English
For a nondegenerate bilinear form B on V and a finite basis b of V with index set ι, the B-dual basis is defined as the image of the dual basis of b under the inverse of the isomorphism B.toDual hB. This provides a basis of V with the defining property that B(dual_i, b_j) = δ_{ij} and B(b_i, dualBasis_j) = δ_{ij}.
Русский
Для невырожденной билинейной формы B на V и конечного базиса b с индексационным множеством ι, B-двойственная база определяется как образ двойственной базы b под обратным отображением B.toDual hB. Это даёт базис V с свойствами B(dual_i, b_j) = δ_{ij} и B(b_i, dualBasis_j) = δ_{ij}.
LaTeX
$$$\\text{dualBasis}(B,hB,b) = b.dualBasis.map\\big( (B.toDual hB)^{-1} \\big).$$$
Lean4
/-- The `B`-dual basis `B.dualBasis hB b` to a finite basis `b` satisfies
`B (B.dualBasis hB b i) (b j) = B (b i) (B.dualBasis hB b j) = if i = j then 1 else 0`,
where `B` is a nondegenerate (symmetric) bilinear form and `b` is a finite basis. -/
noncomputable def dualBasis (B : BilinForm K V) (hB : B.Nondegenerate) (b : Basis ι K V) : Basis ι K V :=
haveI := FiniteDimensional.of_fintype_basis b
b.dualBasis.map (B.toDual hB).symm

Directives:
- A) In the Lean4 definition in the B-dual basis entry, list each explicit argument of dualBasis together with its type.
- B) Answer these questions about the B-dual basis entry, one per line.
(i) According to the English section, what property must the bilinear form B have?
(ii) In the Lean4 definition, which keyword appears immediately before "def dualBasis"?
(iii) According to the Lean4 comment, what value does B give when i and j are not equal?

Dataset content:

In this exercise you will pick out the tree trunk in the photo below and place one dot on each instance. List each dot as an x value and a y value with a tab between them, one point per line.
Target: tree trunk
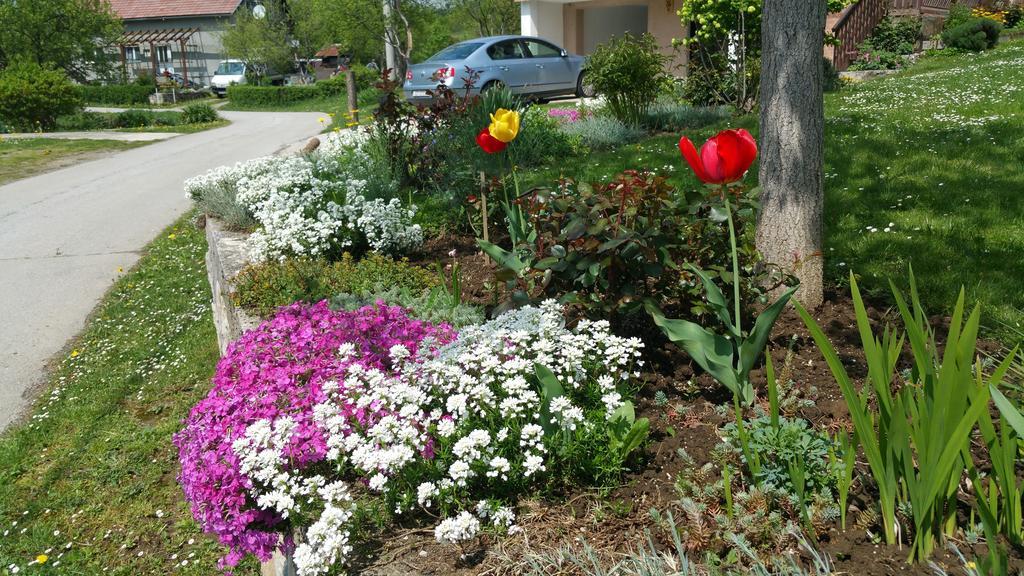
792	141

The responses:
- A)
B : BilinForm K V
hB : B.Nondegenerate
b : Basis ι K V

- B)
(i) It must be nondegenerate.
(ii) noncomputable
(iii) 0